THE EXERCISE: Format every line of the rows below as a JSON list of strings, one string per line, leaving out blank lines.

── DATA ──

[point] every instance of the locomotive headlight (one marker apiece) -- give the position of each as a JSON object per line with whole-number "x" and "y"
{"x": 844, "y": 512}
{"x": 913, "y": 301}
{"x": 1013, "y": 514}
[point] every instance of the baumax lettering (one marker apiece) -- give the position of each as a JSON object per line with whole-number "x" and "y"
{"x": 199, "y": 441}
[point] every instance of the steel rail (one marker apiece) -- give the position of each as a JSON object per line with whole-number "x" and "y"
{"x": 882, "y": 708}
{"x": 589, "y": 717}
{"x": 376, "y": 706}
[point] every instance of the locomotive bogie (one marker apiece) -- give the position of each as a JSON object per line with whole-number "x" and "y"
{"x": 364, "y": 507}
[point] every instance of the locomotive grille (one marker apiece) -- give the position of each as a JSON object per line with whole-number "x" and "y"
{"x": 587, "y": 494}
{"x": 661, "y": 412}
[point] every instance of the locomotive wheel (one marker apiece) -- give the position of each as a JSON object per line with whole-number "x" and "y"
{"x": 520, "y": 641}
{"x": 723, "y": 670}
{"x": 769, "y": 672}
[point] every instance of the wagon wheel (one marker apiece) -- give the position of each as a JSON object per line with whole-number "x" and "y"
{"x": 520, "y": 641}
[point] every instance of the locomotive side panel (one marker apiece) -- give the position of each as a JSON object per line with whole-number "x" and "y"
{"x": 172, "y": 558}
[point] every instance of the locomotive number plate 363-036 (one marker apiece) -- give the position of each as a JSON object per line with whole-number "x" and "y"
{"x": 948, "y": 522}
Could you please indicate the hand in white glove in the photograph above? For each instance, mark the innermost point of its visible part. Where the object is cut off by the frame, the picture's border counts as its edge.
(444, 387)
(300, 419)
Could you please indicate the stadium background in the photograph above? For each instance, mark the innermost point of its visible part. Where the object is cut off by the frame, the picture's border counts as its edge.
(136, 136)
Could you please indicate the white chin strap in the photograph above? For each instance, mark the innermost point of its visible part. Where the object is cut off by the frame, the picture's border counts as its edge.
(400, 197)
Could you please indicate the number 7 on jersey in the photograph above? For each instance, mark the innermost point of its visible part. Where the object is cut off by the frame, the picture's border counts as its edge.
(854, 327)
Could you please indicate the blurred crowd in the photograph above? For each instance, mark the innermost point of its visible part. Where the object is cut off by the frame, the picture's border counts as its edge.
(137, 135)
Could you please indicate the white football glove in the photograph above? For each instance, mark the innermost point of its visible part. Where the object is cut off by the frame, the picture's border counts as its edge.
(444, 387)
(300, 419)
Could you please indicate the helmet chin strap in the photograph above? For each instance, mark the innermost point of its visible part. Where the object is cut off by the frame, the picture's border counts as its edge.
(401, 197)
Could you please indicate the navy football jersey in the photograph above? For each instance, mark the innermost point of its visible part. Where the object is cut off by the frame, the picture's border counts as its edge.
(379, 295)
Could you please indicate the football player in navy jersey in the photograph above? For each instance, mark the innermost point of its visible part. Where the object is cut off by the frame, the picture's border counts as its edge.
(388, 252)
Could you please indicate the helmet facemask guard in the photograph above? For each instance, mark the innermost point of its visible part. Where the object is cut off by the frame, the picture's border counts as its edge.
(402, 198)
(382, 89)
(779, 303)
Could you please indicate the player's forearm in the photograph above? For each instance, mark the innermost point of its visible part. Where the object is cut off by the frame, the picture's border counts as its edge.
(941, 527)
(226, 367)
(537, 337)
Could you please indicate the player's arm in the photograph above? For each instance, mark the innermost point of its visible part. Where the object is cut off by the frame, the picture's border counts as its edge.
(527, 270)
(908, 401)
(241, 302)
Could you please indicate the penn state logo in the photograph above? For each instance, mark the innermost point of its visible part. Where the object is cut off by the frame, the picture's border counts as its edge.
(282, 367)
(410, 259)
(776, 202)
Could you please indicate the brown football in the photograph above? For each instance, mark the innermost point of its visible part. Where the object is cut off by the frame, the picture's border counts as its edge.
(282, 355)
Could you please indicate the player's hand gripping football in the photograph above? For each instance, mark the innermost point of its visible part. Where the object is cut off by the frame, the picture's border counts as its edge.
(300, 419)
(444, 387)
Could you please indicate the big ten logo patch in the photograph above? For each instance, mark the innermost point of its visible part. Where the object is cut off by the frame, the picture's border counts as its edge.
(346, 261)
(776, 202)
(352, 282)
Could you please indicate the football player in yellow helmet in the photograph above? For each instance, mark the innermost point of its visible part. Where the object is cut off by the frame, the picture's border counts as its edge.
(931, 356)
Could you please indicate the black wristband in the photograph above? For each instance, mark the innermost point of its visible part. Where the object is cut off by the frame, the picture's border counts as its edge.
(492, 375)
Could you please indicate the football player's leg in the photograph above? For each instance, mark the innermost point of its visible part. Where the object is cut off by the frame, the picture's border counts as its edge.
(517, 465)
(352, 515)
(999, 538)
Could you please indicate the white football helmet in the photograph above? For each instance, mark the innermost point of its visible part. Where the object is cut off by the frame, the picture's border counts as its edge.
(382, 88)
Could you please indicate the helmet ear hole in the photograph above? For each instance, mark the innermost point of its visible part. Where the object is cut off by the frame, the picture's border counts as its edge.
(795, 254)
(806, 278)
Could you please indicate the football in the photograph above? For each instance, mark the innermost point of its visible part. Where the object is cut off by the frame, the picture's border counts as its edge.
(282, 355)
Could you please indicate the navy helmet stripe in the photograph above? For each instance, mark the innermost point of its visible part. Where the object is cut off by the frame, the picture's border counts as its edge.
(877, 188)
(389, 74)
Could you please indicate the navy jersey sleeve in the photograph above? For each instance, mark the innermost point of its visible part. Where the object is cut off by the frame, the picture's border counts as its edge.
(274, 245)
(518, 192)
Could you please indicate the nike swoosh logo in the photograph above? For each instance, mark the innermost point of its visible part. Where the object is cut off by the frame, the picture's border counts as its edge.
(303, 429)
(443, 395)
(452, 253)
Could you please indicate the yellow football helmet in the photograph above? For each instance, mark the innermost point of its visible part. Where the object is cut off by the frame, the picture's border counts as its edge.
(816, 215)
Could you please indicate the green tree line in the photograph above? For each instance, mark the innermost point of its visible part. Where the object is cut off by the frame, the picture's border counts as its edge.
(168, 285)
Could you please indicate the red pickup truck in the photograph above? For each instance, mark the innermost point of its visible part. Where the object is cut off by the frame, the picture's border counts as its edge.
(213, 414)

───

THE ANSWER:
[
  "[point] every instance of the locomotive headlight (one marker apiece) -- give the position of each as a JSON object per line with whole-number \"x\" and \"y\"",
  "{\"x\": 844, \"y\": 512}",
  "{\"x\": 913, \"y\": 301}",
  "{\"x\": 1013, \"y\": 514}",
  "[point] every instance of the baumax lettering (one marker apiece) -- give the position of each as a JSON object per line with whole-number \"x\" and \"y\"",
  "{\"x\": 199, \"y\": 441}",
  "[point] every instance of the steel rail (one marker apiece) -- give the position of each as a JSON object per line with whole-number \"x\" and \"y\"",
  "{\"x\": 882, \"y\": 708}",
  "{\"x\": 589, \"y\": 717}",
  "{\"x\": 376, \"y\": 706}",
  "[point] every instance of the locomotive bogie (one marker apiece) -- give the position of each as a JSON object per line with whole-number \"x\" and \"y\"",
  "{\"x\": 364, \"y\": 507}",
  "[point] every instance of the locomotive grille (one marker apiece) -- give the position of each as a JSON object per line with whole-number \"x\" and \"y\"",
  "{\"x\": 587, \"y\": 494}",
  "{\"x\": 661, \"y\": 412}",
  "[point] every instance of the locomotive wheel (one marker apiece) -- give the position of each as a JSON object per line with whole-number \"x\" and \"y\"",
  "{\"x\": 520, \"y\": 641}",
  "{\"x\": 723, \"y\": 670}",
  "{\"x\": 769, \"y\": 672}",
  "[point] every instance of the wagon wheel (one marker apiece) -- give the position of each as a JSON object per line with whole-number \"x\" and \"y\"",
  "{\"x\": 520, \"y\": 641}",
  "[point] every instance of the locomotive side panel (one marker apiece) -- give the position of each as a JSON object per line with whole-number \"x\" and \"y\"",
  "{\"x\": 172, \"y\": 558}",
  "[point] every instance of the locomotive number plate 363-036 (one marker apiece) -- give the position of each as a JSON object per line with whole-number \"x\" and \"y\"",
  "{\"x\": 948, \"y\": 522}",
  "Could you please indicate the hand in white glove in the photograph above? For each instance, mark the innermost point of its visible part. Where the object is cut off by the frame, the picture's border counts as its edge.",
  "(444, 387)",
  "(300, 419)",
  "Could you please indicate the stadium background in the photograph above? For each instance, mark the innermost point of its visible part. Where the object is cut off by the frame, the picture's border counts as its edge.",
  "(136, 136)",
  "Could you please indicate the white chin strap in the photograph above? For each instance, mark the innermost point of its visible part. Where the object is cut off by the frame, the picture's border counts as its edge.",
  "(400, 197)",
  "Could you please indicate the number 7 on jersey in the photograph above? For each instance, mark the innermost point of its visible part. Where the object is cut off by the frame, the picture's border counts as its edge.",
  "(854, 327)",
  "Could you please indicate the blurred crowd in the photograph above? For each instance, mark the innermost point of its visible part. Where the object is cut off by the frame, the picture's border counts as its edge.",
  "(137, 135)",
  "Could you please indicate the white football glove in the photograph above? For each instance, mark the innermost point of its visible part. Where the object is cut off by the frame, the picture's border counts as its edge.",
  "(444, 387)",
  "(300, 419)",
  "Could you please indicate the helmet chin strap in the photograph above? For each instance, mark the innermost point of its visible part. Where the object is cut off by the frame, the picture's border counts as its edge.",
  "(401, 197)",
  "Could you please indicate the navy football jersey in the photograph above? For each instance, mark the innermost point of its visible part. Where the object is cut off by the frame, the picture's border counts as its edge.",
  "(379, 295)",
  "Could you please indicate the football player in navy jersey in the photograph above? For each instance, mark the innermost point of its visible part. Where the object is cut off by the frame, the picture's border counts as its edge.",
  "(388, 252)",
  "Could you please indicate the helmet facemask guard in the photograph above? For each instance, mark the innermost point of its visible part. Where the object is cut off by the frame, the picture's border counts as its edge.",
  "(402, 198)",
  "(382, 89)",
  "(779, 303)",
  "Could you please indicate the player's forearm in the photograph above? For each instance, mark the innermost point of its visible part. Where the object is cut off by the frame, the picture's border counts as its edge.",
  "(941, 527)",
  "(226, 367)",
  "(537, 337)",
  "Could you please indicate the player's arm in the photograph above? For each instance, mark the innermost point of its visible part. Where the object is cut off by the frame, the picture's border counts as its edge.",
  "(527, 270)",
  "(908, 401)",
  "(241, 302)",
  "Could you please indicate the penn state logo in the photograph above? For each instance, mark the innermost point of its visible part. Where the object is cut off by the frame, the picture's border counts as its edge.",
  "(282, 367)",
  "(410, 259)",
  "(776, 202)",
  "Could you please indicate the brown football in the photograph above? For each instance, mark the innermost point of its visible part. Where the object is cut off by the frame, the picture's border counts as its edge.",
  "(282, 355)",
  "Could you please indicate the player's hand gripping football in the photograph above? For each instance, mark the innermost point of its visible part. Where the object is cut off by the frame, the picture's border counts as its edge.",
  "(300, 419)",
  "(444, 387)",
  "Could you please indicate the big ten logo patch in the photograph above? For each instance, mark the innermost point of its visible part. Where the object is cut off by the frame, the picture's border counts as its edge.",
  "(346, 261)",
  "(776, 202)",
  "(352, 282)",
  "Could you please indicate the football player in yellow helmet in the photograph above? For each instance, mark the innermost point of its visible part. Where the object is cut off by the frame, the picture's border counts as its edge.",
  "(931, 356)",
  "Could you please indicate the black wristband in the photograph above? For each instance, mark the innermost point of its visible part. Where the object is cut off by the frame, the picture's border counts as its edge.",
  "(492, 375)",
  "Could you please indicate the football player's leg in the photograph above? For each instance, mark the innermost point of its visible part. Where the object is cut off by the frame, the picture's border counts as its edge.",
  "(517, 465)",
  "(352, 515)",
  "(999, 538)",
  "Could you please indicate the white football helmet in the photograph above? For each instance, mark the innermost point of its visible part. Where the object is cut off by the frame, the picture's border counts as its edge.",
  "(382, 88)",
  "Could you please indicate the helmet ear hole in the photograph above? For each instance, mark the innermost point of its visible part. Where the object is cut off by the frame, the picture's border counts as its edge.",
  "(795, 254)",
  "(806, 278)",
  "Could you please indicate the football in the photograph above? For each instance, mark the innermost point of its visible part. Where the object is cut off by the frame, the picture's border counts as its edge.",
  "(282, 355)",
  "Could you please indicate the navy helmet stripe in the photograph above? For each instance, mark the innermost point of its visible part. Where the object is cut off by the frame, the picture's border counts as its edge.",
  "(877, 188)",
  "(389, 74)",
  "Could you please indicate the navy jersey sleeve in the photograph above? For each instance, mark the innermost point of its visible part. Where the object is cut off by the frame, the picture's border counts as its edge.",
  "(274, 245)",
  "(518, 192)",
  "Could you please indicate the nike swoosh logo in the photograph above? For each instance, mark the innermost point of its visible part. Where the object is cut off by the frame, the picture's border counts as its edge.",
  "(303, 429)",
  "(443, 395)",
  "(452, 253)",
  "Could you please indicate the yellow football helmet in the photograph above? For each instance, mark the innermost point of its visible part. Where the object is cut off by the frame, the picture's border counts as its edge.",
  "(816, 215)",
  "Could you please indicate the green tree line in the photograph above? For each instance, mark the innermost point of its visible part. Where the object is cut off by the frame, the picture's border counts as its edge.",
  "(168, 285)",
  "Could you please indicate the red pickup truck in the photograph above? For each instance, mark the innermost point of its visible part. Where the object is cut off by the frame, the picture's border counts as its edge.",
  "(213, 414)"
]